» **Data provided**:
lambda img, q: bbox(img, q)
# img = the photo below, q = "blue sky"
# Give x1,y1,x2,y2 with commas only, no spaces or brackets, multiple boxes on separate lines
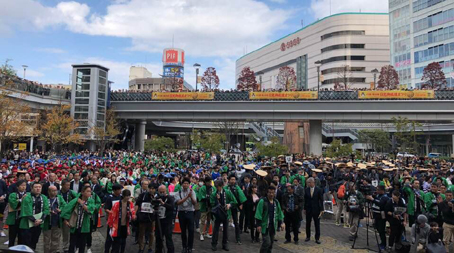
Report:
0,0,388,90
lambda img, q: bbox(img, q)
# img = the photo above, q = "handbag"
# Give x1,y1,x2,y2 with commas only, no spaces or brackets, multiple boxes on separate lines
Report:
212,204,227,221
68,204,79,228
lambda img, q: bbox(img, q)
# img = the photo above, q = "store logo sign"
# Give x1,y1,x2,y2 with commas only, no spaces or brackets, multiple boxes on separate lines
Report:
280,37,301,52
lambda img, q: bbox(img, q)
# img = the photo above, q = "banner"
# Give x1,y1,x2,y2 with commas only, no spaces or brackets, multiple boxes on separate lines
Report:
358,90,435,99
13,143,27,151
152,92,214,100
249,91,318,100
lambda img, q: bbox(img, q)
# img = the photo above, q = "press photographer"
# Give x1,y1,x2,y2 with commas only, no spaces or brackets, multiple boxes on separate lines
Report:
346,182,365,241
366,185,389,250
385,190,408,251
358,178,374,197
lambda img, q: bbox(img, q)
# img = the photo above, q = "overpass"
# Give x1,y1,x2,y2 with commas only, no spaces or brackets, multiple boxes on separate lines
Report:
110,91,454,155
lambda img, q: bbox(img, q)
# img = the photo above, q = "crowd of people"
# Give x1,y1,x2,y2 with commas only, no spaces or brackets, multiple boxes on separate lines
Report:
0,149,453,253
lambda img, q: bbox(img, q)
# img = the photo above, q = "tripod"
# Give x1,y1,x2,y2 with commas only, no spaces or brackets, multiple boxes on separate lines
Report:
351,202,382,253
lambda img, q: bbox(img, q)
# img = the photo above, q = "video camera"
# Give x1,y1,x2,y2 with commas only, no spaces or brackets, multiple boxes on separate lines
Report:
359,184,374,197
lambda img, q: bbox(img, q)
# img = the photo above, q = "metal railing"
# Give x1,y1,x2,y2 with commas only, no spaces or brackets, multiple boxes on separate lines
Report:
0,75,71,100
110,90,454,101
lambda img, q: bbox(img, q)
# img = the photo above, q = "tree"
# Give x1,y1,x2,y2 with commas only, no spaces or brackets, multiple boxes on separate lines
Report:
377,65,399,90
276,66,296,90
0,59,16,76
190,129,202,150
200,133,225,154
144,136,175,152
237,67,258,91
392,116,422,154
255,137,288,158
89,108,121,156
358,129,391,153
325,139,353,158
335,65,352,90
214,121,240,150
201,67,220,91
421,62,447,89
38,104,82,152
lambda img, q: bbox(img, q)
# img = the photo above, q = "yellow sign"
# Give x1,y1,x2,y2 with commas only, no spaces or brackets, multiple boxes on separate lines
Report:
13,143,27,151
152,92,214,100
358,90,435,99
249,91,318,100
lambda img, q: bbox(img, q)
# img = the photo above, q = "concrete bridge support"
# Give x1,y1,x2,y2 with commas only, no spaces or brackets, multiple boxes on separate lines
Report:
135,120,146,152
309,120,322,156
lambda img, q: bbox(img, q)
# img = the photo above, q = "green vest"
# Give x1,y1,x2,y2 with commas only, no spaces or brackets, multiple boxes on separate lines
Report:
61,197,95,234
254,198,284,234
19,193,50,229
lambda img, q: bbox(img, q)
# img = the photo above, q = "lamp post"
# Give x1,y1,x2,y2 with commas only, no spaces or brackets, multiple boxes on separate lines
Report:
371,68,379,90
193,63,201,91
314,61,322,99
22,65,28,79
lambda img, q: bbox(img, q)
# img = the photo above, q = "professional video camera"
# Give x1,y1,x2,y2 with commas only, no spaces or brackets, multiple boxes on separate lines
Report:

» **Task to complete**: Would you copy every entry exactly as it stands, leaving out the pictures?

» **Finished exercise**:
lambda img, q: bbox(img, q)
# img = the photo below, q = "blue sky"
# Give x1,y1,x2,y2 with commas only, no spaces or brackets, multiple boxes on separate lines
Report:
0,0,388,90
lambda img, q: bbox(img, q)
# img = the photo above, q = "handbag"
# Give x1,y1,x2,y2 with commas only, no spaces or brackets, multiple boxes on separate lines
Report:
212,204,227,221
68,204,79,228
lambda img, q: bbox(img, q)
# img = the photo above, q = "store logo sign"
# Give x1,y1,x2,y2 with commas only, no spaces or brackets, multiple boxes on separate lines
Report:
280,37,301,52
lambda img, q: bbox(img, q)
# img = the photo above, q = "banner"
# Give x1,y1,x2,y2 with commas only, no spaces or brackets, multiple boxes on separate lines
Report:
358,90,435,99
13,143,27,151
152,92,214,100
249,91,318,100
lambda img, q: bbox(img, q)
# img = the photo above, q = "press photographer"
# Give x1,y1,x2,y2 with commas only, no spaces or brackets, multiple boxes on separate lines
Report:
346,182,365,241
366,185,389,250
385,190,408,251
358,178,374,197
lambda img, q: bbox(img, q)
# img = the photo above, q = "overpass"
# Give x1,y1,x2,y2 with commas only, no spaces or brackets, multiple boxes on separate lines
Report:
110,91,454,155
lambda img, q: bbox(img, q)
# img = the photo above, q = "crowd of people"
# Give x1,y1,x2,y2 with commas only, no spaces or brackets, multiple boxes on separate lines
Report:
0,149,453,253
lambda img, q: bbox(img, q)
# img = the photo above, q = "tripod"
# Give x1,y1,x2,y2 with commas only, no spaces or brackets, multiple boxes on separate lines
Report:
351,202,382,253
lambda img, q: bbox(img, q)
# img = the photo above, q = "video camera"
# Give x1,y1,x2,y2 with commas only, no spaces or brackets, multiple boxes on separate lines
Report:
359,184,374,197
lambda img, q: bbox(img, q)
# img = the photo above, q = "metal railing"
# Give x1,y1,x2,y2 with commas only, no spaces or brackets, multiple boxes on separate lines
Report:
0,75,71,100
110,90,454,101
lambda img, q: bbox(img, q)
# img = the photo above, q = "tree"
# Give x1,y1,x2,y2 with commas only, no spaces or brackets, multiple boxes on separate lines
Report:
377,65,399,90
276,66,296,90
0,59,16,76
190,129,202,150
200,133,225,154
144,136,175,152
237,67,258,91
392,116,422,154
255,137,288,158
89,108,121,156
358,129,391,153
325,139,353,158
335,65,352,90
214,121,240,150
201,67,220,91
421,62,447,89
38,104,82,152
lambda img, q: bbox(img, q)
# img = the photo above, q = "yellow sign"
# Give x1,y1,x2,y2 with commas only, no spaces or brackets, multiple boxes on separate lines
Report:
13,143,27,151
152,92,214,100
358,90,435,99
249,91,318,100
lambda img, q: bbox(img, q)
# img = the photo above, q = "concrete bridge support"
# Give x1,y1,x2,y2 with commas only, no spaces or brackets, multiple boxes on separate lines
Report:
135,120,146,152
309,120,322,156
lambda img, q: bbox(img, q)
# img = the photo above, q = "green vest"
# Give x1,y1,x2,y2 with commas only, no spaces or brackets, multiple boxes on separate lines
Report:
61,197,95,234
254,198,284,234
19,193,50,229
lambda img, q: bbox(img, q)
# img = the photo above, q = "lamp post"
# Give x1,y1,x2,y2 with commas only, no spaces or brackets, multiple boxes on separate lines
Report:
371,68,379,90
193,63,201,91
314,61,322,99
22,65,28,79
lambda img, q: bbox(img, q)
# img = the photo above, q = "professional video camera"
# Give x1,y1,x2,y2 with commas only, no spaces or brackets, multiple boxes on separate lines
Report:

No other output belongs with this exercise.